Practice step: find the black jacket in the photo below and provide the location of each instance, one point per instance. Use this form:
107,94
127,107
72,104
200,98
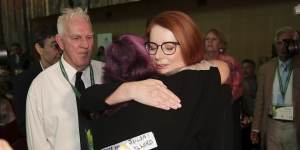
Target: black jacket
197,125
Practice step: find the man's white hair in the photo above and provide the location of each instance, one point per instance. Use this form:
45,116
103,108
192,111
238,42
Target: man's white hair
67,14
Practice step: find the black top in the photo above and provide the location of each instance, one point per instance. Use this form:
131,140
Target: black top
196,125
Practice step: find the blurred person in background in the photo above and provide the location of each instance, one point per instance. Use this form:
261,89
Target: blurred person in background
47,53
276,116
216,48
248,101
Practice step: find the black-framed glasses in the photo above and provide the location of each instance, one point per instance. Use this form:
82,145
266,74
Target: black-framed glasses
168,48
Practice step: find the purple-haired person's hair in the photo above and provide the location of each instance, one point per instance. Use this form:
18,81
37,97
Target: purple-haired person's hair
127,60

...

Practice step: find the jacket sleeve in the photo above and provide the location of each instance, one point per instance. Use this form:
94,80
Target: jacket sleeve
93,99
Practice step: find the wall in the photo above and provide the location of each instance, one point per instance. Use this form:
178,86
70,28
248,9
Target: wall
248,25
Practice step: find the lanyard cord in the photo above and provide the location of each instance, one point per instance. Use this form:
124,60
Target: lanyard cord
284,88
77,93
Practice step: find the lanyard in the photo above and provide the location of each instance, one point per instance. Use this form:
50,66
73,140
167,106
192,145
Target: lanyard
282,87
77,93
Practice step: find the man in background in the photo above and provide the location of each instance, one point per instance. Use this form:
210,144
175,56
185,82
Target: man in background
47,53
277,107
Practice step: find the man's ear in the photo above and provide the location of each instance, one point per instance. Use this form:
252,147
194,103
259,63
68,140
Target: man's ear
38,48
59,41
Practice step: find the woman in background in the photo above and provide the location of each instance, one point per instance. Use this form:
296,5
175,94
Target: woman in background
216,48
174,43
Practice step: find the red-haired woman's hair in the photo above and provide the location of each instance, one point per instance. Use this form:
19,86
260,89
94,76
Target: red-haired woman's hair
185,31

• DO THIS
Locate every line in the entries above that contains the string "woman", and copy each one out.

• FINISHED TASK
Practice step: find the woman in background in the photo above and provide the location of each instance, one point per instance. Use this form:
Target: woman in background
Practice step: find the red-haired woman's hair in the photo above and provide the location of each instance, one point per instance. Use this form:
Target: red-haired woman's hair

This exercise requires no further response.